*** Baris Sumber ***

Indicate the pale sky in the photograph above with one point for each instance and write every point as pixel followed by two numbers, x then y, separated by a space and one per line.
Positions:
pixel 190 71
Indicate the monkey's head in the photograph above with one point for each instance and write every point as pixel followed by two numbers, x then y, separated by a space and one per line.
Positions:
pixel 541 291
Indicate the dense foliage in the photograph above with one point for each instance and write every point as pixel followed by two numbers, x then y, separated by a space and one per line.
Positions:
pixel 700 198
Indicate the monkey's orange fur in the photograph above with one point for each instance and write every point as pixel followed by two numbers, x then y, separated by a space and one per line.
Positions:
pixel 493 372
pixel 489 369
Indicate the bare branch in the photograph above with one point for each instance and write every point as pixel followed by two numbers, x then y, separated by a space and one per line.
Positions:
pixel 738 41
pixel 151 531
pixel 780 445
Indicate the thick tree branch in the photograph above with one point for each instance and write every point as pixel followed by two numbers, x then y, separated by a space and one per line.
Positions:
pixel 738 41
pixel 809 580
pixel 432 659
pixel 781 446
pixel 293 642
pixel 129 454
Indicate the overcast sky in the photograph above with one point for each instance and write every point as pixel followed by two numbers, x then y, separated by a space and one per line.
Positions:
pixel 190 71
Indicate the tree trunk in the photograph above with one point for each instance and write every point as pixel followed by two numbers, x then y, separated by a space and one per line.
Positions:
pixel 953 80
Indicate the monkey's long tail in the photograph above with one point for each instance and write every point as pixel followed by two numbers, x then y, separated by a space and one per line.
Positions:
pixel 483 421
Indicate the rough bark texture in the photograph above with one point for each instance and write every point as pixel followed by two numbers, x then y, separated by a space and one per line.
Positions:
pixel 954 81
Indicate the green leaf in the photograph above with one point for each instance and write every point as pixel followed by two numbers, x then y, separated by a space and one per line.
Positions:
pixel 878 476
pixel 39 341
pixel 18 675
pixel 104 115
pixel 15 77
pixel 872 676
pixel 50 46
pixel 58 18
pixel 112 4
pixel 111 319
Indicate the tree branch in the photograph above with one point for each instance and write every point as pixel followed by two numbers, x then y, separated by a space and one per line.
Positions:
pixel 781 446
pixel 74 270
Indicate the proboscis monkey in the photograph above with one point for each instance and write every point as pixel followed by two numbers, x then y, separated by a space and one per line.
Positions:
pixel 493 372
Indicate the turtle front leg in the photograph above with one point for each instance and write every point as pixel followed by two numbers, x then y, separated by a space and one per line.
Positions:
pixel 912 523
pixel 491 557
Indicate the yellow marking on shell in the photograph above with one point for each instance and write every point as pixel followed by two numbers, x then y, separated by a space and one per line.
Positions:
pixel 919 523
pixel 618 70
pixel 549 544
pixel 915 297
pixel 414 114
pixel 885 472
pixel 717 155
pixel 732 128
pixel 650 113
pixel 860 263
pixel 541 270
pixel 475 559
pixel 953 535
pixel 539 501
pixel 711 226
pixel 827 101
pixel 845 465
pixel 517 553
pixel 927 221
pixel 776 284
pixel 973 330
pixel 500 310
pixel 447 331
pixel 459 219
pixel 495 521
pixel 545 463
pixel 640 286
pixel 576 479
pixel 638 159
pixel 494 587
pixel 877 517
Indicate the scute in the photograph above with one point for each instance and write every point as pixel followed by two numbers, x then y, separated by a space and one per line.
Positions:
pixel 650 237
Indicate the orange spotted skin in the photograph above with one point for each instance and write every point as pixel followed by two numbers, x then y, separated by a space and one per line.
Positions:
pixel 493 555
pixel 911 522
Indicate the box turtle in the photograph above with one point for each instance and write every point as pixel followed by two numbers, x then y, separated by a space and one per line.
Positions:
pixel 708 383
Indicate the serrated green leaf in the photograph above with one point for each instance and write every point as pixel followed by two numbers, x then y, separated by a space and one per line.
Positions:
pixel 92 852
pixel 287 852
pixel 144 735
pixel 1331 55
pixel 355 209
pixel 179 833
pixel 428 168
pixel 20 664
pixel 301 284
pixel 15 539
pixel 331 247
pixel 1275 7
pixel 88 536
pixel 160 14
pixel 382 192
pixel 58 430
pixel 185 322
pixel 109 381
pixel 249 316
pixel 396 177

***

Tuliskan kembali semua baris di atas dengan menukar setiap "photograph" menjadi "image". Bagian lainnya tidak boleh diubah.

[Jawaban Tertulis]
Indicate the pale sky in the image above with one point for each instance and write every point as pixel followed by two numbers, x then y, separated by a space and one per line.
Positions:
pixel 190 71
Indicate the monkey's head in the image above with one point for each instance and write every point as pixel followed by two numbers, x then y, separated by a space and one per line.
Positions:
pixel 541 291
Indicate the dense foliage in the image above with one point for each instance and write every point as pixel followed by two numbers, x then y, separated by a space and one per line.
Positions:
pixel 700 198
Indicate the monkey's orange fur in the image above with one point for each instance and write every point as pixel followed by two numbers, x then y, separated by a space and one per line.
Positions:
pixel 493 372
pixel 489 369
Indicate the bare branch in the image above with one point for each instance and write every point as pixel followed by two numbers, x then y, separated by a space and one per line.
Positions:
pixel 738 41
pixel 151 531
pixel 780 445
Indicate the thick tree branch in the image above with one point for each instance and write every point as pixel followed by two numbers, x then y, separated by a space and one per line.
Positions:
pixel 738 41
pixel 809 580
pixel 432 659
pixel 781 446
pixel 293 642
pixel 129 454
Indicate the overcast sky in the image above with one point for each instance and write every point as pixel followed by two numbers, x then y, separated by a space and one per line.
Positions:
pixel 190 71
Indicate the tree trunk in the image above with one point for each instance and write every point as pixel followed by two numbers, x then y, separated by a space and one per line.
Positions:
pixel 953 80
Indicate the monkey's long tail in the image above with one point for each instance and write every point as pixel followed by two numbers, x then y, separated by a space and one per line.
Positions:
pixel 483 421
Indicate the rough bark texture in the image above with one point for each instance and write every point as pixel followed by two numbers, x then y, separated by a space and one per line.
Positions:
pixel 954 81
Indicate the green leaf in the image above with one point for each instance and write every point as pixel followed by two numbers, x then y, separated by a space and one per line.
Positions:
pixel 878 476
pixel 39 341
pixel 18 675
pixel 104 115
pixel 15 77
pixel 872 676
pixel 50 46
pixel 58 18
pixel 112 4
pixel 111 319
Indicate the tree branch in the image above with one point for each instance and write every point as pixel followed by two numbers, x then y, separated by a space and one per line.
Positions:
pixel 781 446
pixel 74 270
Indicate the proboscis monkey in the image above with one point for each instance and write every point as pixel followed by two numbers, x then y, separated by a space and one per line.
Positions:
pixel 493 372
Indicate the turtle front leg in the image above with one point for each instance and write every point as pixel followed by two numbers, x then y, separated by a space and one per line.
Positions:
pixel 912 523
pixel 491 557
Indicate the yellow marking on shell in the image above with one point for each instance and write every point as pixel followed by two numbers, x then y, separated by a space and one per line.
Positions:
pixel 919 523
pixel 618 70
pixel 549 544
pixel 915 297
pixel 414 114
pixel 885 472
pixel 717 155
pixel 732 128
pixel 650 113
pixel 860 263
pixel 541 270
pixel 475 559
pixel 953 535
pixel 539 501
pixel 711 226
pixel 827 101
pixel 845 465
pixel 517 553
pixel 927 221
pixel 776 284
pixel 973 330
pixel 500 310
pixel 447 331
pixel 459 219
pixel 495 521
pixel 545 463
pixel 640 286
pixel 576 479
pixel 638 159
pixel 494 587
pixel 877 517
Indicate the scute in the image above with one point for each instance and write every point as pixel followed by two numbers, x then y, separated by a space and one per line.
Positions:
pixel 650 237
Indicate the orange spotted skin in the image above with one point for each instance and write every point as pixel followed by two numbers, x then y, separated by a space and one per line.
Positions:
pixel 493 555
pixel 911 522
Indicate the box turtle in the image above with one point for each instance and write every point as pixel followed by two numbers, x then y, separated by a space and one per line.
Positions:
pixel 708 383
Indicate the serrated green leaf in the image above with one point for each instance and write every point as pixel followed by two numbers, x then y, separated by a space and one per line.
Positions:
pixel 92 852
pixel 287 852
pixel 144 735
pixel 1331 55
pixel 355 209
pixel 179 833
pixel 428 168
pixel 20 664
pixel 301 284
pixel 15 539
pixel 331 247
pixel 1275 7
pixel 88 536
pixel 160 14
pixel 382 192
pixel 58 430
pixel 185 322
pixel 109 381
pixel 249 316
pixel 396 177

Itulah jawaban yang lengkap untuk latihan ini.